*Material shown*
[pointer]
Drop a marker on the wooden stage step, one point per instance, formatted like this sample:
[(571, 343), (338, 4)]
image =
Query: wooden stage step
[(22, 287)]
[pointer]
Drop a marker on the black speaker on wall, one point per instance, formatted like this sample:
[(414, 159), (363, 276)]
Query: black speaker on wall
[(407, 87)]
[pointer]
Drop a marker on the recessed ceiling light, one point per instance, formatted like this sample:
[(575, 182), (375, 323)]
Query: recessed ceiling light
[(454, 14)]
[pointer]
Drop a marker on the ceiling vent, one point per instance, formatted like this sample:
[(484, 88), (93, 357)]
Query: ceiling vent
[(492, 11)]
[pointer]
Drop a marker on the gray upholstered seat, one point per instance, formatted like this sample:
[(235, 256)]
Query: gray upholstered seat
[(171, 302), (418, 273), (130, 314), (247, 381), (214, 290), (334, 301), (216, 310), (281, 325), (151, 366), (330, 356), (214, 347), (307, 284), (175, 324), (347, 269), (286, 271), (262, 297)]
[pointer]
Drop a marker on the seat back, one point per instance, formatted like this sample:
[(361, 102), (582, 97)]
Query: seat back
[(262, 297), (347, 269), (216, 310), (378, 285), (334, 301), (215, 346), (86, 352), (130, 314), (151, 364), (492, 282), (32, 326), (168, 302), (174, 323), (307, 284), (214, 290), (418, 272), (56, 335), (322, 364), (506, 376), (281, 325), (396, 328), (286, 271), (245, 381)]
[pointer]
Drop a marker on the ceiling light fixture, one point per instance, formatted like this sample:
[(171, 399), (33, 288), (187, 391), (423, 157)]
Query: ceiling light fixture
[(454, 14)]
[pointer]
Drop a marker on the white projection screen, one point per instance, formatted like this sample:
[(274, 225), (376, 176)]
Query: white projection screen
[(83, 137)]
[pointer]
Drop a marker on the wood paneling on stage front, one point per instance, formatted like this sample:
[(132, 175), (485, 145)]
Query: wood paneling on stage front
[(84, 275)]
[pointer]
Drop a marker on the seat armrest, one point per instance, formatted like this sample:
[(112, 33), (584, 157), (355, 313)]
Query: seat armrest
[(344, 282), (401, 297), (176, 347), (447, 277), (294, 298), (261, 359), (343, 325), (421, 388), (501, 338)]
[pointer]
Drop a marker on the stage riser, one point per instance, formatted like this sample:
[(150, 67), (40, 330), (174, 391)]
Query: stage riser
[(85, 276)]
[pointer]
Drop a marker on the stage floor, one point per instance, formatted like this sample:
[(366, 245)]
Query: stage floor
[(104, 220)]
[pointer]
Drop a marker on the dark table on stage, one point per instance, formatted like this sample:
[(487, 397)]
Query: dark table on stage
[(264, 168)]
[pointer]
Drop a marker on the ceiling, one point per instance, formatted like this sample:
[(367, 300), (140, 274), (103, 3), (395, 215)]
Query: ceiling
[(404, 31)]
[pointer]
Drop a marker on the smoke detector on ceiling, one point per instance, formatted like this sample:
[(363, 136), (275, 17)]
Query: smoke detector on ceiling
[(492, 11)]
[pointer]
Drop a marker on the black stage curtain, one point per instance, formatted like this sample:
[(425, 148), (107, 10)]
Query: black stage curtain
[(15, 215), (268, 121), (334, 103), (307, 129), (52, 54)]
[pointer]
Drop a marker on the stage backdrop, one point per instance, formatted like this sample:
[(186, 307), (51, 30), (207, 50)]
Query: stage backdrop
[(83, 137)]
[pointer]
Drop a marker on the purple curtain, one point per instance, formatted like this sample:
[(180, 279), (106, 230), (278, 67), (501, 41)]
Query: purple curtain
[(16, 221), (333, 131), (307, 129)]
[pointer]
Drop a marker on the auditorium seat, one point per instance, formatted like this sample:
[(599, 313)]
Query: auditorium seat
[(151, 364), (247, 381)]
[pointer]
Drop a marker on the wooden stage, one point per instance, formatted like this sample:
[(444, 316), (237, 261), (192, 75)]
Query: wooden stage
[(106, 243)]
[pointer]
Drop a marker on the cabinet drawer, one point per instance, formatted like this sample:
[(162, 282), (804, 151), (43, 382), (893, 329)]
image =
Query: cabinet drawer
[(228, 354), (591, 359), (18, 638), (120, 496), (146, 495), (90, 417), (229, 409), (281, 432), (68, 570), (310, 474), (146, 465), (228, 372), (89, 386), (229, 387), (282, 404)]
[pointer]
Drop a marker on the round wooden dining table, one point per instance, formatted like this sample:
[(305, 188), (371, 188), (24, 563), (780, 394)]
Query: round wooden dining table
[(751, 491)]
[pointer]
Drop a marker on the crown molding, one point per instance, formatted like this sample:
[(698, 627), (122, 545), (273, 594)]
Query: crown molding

*Objective*
How many lines of the listing above contain the word "floor"? Reply with only the number.

*The reply*
2